Written request: Count the lines of the listing below that contain the word "blue", and give only that number.
----
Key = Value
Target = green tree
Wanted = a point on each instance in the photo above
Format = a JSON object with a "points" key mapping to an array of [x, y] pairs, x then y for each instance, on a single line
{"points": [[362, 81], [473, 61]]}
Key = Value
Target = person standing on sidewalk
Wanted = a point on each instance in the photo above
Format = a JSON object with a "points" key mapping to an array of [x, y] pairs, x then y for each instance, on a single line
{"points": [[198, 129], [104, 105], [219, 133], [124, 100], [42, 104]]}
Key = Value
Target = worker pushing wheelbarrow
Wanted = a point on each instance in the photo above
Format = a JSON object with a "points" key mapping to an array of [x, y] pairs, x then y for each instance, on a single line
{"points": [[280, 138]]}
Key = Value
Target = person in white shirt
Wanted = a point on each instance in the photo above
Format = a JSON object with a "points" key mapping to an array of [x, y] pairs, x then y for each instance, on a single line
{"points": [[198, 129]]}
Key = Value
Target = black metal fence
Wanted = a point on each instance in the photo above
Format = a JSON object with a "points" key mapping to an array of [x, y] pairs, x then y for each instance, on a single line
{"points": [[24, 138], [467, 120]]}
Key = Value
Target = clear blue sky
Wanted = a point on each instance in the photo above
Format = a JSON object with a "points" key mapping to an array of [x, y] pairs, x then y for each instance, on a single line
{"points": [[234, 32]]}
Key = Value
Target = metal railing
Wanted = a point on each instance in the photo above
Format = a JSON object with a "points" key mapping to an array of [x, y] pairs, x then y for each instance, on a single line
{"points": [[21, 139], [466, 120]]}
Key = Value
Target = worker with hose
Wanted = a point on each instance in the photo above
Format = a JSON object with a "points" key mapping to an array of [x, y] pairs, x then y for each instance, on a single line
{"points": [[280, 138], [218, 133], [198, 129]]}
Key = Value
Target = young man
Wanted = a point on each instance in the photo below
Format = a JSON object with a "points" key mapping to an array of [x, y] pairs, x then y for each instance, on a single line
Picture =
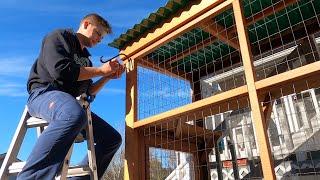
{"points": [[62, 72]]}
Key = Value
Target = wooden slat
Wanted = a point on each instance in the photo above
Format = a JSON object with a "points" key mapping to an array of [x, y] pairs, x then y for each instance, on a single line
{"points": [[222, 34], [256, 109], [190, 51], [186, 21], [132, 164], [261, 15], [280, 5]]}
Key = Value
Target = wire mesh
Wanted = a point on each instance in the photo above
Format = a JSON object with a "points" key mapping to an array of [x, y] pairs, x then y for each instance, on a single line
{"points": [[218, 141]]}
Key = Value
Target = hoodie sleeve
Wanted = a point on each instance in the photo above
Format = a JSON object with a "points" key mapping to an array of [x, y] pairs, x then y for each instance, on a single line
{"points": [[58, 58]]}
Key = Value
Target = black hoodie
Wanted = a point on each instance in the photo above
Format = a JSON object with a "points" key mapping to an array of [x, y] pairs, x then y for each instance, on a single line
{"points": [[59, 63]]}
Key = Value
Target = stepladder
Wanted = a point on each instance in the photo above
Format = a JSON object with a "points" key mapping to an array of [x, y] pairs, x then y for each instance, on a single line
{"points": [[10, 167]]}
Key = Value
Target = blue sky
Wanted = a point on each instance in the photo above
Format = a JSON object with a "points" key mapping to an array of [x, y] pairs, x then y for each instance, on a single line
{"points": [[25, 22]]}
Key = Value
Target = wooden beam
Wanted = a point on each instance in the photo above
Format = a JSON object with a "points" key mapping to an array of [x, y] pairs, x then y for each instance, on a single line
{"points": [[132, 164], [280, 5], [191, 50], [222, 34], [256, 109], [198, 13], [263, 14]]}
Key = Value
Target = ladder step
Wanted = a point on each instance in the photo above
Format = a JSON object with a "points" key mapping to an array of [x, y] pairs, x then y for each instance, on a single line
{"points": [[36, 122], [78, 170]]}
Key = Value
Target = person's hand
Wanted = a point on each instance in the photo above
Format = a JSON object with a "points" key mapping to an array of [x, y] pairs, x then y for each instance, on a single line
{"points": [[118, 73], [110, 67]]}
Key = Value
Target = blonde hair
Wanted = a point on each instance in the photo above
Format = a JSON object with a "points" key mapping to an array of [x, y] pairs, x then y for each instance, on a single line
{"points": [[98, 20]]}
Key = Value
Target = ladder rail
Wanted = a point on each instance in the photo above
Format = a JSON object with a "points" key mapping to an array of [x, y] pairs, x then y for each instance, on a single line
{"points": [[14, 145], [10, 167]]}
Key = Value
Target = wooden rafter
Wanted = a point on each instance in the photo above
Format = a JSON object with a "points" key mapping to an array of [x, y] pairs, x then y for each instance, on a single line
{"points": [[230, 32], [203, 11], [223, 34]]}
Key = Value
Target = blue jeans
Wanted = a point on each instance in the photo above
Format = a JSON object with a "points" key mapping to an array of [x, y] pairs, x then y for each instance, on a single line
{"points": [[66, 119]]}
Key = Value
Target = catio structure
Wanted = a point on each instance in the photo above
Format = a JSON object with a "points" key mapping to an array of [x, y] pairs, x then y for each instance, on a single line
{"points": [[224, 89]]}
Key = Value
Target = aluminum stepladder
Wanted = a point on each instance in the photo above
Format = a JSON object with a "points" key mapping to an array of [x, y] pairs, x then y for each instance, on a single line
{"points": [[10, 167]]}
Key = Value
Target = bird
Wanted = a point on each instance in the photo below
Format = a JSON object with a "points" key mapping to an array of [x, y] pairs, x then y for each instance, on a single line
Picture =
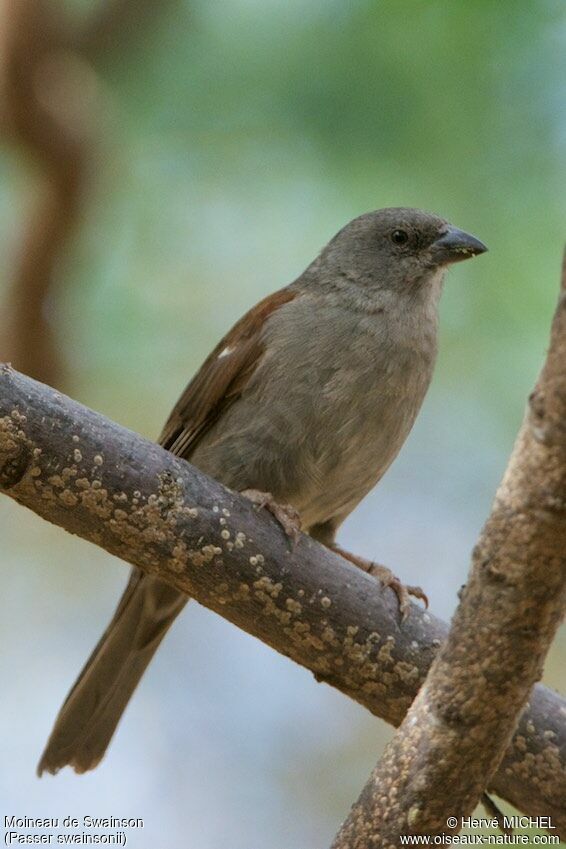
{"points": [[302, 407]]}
----
Answer to this task: 3